| What this task involves |
Transcribe every record that appears below, exactly and in full.
=== Section Start ===
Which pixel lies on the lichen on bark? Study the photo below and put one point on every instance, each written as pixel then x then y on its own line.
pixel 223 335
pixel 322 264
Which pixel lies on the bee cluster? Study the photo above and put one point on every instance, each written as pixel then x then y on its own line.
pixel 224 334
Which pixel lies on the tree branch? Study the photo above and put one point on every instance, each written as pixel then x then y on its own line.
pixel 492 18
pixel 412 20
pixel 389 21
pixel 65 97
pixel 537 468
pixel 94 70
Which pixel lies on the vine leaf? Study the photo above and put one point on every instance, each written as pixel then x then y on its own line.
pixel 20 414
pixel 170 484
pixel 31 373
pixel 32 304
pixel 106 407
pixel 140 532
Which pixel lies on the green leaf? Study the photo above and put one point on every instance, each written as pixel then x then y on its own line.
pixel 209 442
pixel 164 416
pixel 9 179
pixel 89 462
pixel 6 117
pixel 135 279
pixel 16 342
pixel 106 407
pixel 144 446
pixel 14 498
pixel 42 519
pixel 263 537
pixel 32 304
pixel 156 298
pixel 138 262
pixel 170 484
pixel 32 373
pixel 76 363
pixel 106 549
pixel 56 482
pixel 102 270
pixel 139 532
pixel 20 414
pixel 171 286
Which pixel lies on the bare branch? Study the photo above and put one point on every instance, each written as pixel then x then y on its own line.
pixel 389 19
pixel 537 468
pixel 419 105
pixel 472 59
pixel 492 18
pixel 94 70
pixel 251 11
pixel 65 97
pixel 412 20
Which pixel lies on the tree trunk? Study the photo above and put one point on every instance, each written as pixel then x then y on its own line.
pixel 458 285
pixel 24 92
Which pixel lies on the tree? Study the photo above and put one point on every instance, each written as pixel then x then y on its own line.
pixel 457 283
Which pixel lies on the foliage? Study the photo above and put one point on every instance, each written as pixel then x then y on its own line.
=== Section End ===
| Your response |
Which pixel lies on the lichen on bark? Study the photo below and put one point on every instance, each written as pixel then x then y on its own line.
pixel 223 335
pixel 322 264
Which pixel lies on the bee cluster? Study the photo above and put one point on every instance, each written as pixel then x then y on its own line.
pixel 224 334
Which pixel lies on the tree branch? Study the photo above and put one point on every instance, each written as pixel then x then y on its own line.
pixel 492 18
pixel 412 20
pixel 389 21
pixel 65 97
pixel 537 468
pixel 94 70
Which pixel lies on the vine leaf? Study the photo above and put one point on every instance, each written as pixel then x then y on its own line.
pixel 20 414
pixel 170 484
pixel 31 373
pixel 32 304
pixel 106 407
pixel 140 532
Which pixel lies on the green leaf? Study the photo above and put one point on every instance, each written as pixel then x then y on its own line.
pixel 209 442
pixel 164 416
pixel 9 179
pixel 89 462
pixel 6 117
pixel 135 279
pixel 16 342
pixel 106 407
pixel 144 446
pixel 14 498
pixel 42 519
pixel 263 537
pixel 32 304
pixel 156 298
pixel 138 262
pixel 170 484
pixel 32 373
pixel 76 363
pixel 106 549
pixel 56 482
pixel 102 270
pixel 139 532
pixel 20 414
pixel 171 286
Which pixel lies on the bare branch? Study the photo above and put one point on every instance, each written as pixel then x then y on its own line.
pixel 389 19
pixel 537 468
pixel 419 105
pixel 472 59
pixel 492 18
pixel 94 70
pixel 251 11
pixel 65 97
pixel 412 20
Which pixel lies on the tree trunk? Study the photo above and put one point on every instance, each written as pixel then x then y on its own line.
pixel 458 285
pixel 24 92
Which pixel lies on the tree? Study the photo above and put one point on every instance, each written as pixel then x then y on its own line.
pixel 457 283
Which pixel lies on the foliage? Study the photo above and put one point on every instance, each written as pixel then x then y on its own line.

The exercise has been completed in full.